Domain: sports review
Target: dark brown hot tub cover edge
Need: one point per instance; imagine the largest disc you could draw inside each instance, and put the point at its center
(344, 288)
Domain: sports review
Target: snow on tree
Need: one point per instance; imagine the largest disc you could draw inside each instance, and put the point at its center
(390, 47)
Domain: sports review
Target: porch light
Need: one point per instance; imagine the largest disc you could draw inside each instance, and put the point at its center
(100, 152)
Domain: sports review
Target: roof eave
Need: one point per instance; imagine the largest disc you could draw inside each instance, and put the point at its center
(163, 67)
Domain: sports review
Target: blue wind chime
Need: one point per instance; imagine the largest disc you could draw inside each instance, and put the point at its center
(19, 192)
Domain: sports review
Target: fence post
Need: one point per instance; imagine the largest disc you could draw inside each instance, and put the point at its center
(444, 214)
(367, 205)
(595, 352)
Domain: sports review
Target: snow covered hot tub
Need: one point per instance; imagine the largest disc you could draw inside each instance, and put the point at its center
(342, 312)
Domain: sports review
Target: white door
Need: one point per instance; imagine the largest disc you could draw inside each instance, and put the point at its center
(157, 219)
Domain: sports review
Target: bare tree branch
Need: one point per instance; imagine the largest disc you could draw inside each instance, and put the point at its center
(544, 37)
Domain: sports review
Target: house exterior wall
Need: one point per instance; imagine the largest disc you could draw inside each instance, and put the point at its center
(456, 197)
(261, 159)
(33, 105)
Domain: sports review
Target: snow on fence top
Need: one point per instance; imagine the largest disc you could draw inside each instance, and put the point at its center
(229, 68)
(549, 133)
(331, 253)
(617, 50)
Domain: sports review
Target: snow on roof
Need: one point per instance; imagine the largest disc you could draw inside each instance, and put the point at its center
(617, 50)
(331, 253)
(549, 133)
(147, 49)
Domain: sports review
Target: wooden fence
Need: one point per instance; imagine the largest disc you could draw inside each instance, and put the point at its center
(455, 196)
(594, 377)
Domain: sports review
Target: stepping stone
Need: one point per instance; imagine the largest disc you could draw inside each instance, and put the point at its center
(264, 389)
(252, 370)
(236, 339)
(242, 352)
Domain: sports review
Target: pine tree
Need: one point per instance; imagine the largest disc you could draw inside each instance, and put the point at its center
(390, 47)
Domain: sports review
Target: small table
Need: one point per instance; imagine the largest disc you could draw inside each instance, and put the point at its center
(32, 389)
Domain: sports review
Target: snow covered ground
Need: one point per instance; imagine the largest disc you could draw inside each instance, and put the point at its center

Task instructions
Write out each entry above exactly as it is written.

Written answer
Domain: sports review
Target: dark brown hot tub cover edge
Need: one point per instance; imagine the largest disc you could draw inside each instance, and put the point at its center
(344, 288)
Domain: sports review
Target: snow on tree
Need: one point per instance; imagine the largest disc you could draw inside each instance, and put the point at its center
(390, 47)
Domain: sports review
Target: porch light
Need: one point per instance; imagine the largest disc you could draw inside each instance, and put the point at its center
(100, 152)
Domain: sports review
Target: roof eave
Need: one point per instance; imagine the largest disc you could draw inside each instance, and put the point at its center
(163, 67)
Domain: sports review
Target: blue wind chime
Need: one point per instance; imagine the largest disc you could draw inside each instance, and put the point at its center
(19, 192)
Domain: sports review
Target: fence post
Need: one point per instance; imagine the largest disc you could draw inside each instance, and put the point at its center
(444, 214)
(367, 205)
(595, 352)
Domain: sports review
Target: snow covered hot tub
Need: one point per instance; imagine the largest disc you could draw inside each instance, and put the point at its center
(342, 312)
Domain: sports review
Target: white door
Need: one point per instance; imagine the largest disc you could draw inside each instance, and put the point at its center
(157, 219)
Domain: sports review
Target: bare tree branch
Need: one point per instance; imagine the largest disc you could draw inside each instance, and put the point at its center
(544, 37)
Domain: sports review
Target: house exterior wall
Need: one point per instance; imagine the largest disc you could draw inside each instance, and put the point at its center
(456, 197)
(261, 159)
(33, 105)
Domain: sports review
Target: snow on fence top
Need: one point per instance; imagine the largest disc you could draw inside each instance, and put the point at its center
(229, 68)
(549, 133)
(331, 253)
(617, 50)
Domain: sports review
Target: snow on roof
Need: one point per instance; imagine the largest disc you could draw inside each instance, and put the point at its center
(617, 50)
(331, 253)
(549, 133)
(147, 49)
Domain: sports review
Target: wooden fence
Need: one point per instance; imagine the largest disc you could draw inside each instance, and put the point at its center
(455, 196)
(594, 377)
Domain: sports review
Target: stepping stone
Need: one point per instance; imagine the largest disc you could draw inside each instance, and put the point at its center
(264, 389)
(252, 370)
(236, 339)
(242, 352)
Domain: sports review
Target: pine tree
Need: one point per instance; imagine the largest disc you could draw inside each instance, and put the point at its center
(390, 47)
Domain: sports review
Target: small table
Need: one point per instance; imagine the largest disc you could draw inside each instance, and put the point at its center
(32, 389)
Domain: sports review
Target: snow covered ground
Need: one point per instance; imagine the largest disc you could draw inside each instance, and put the point at its center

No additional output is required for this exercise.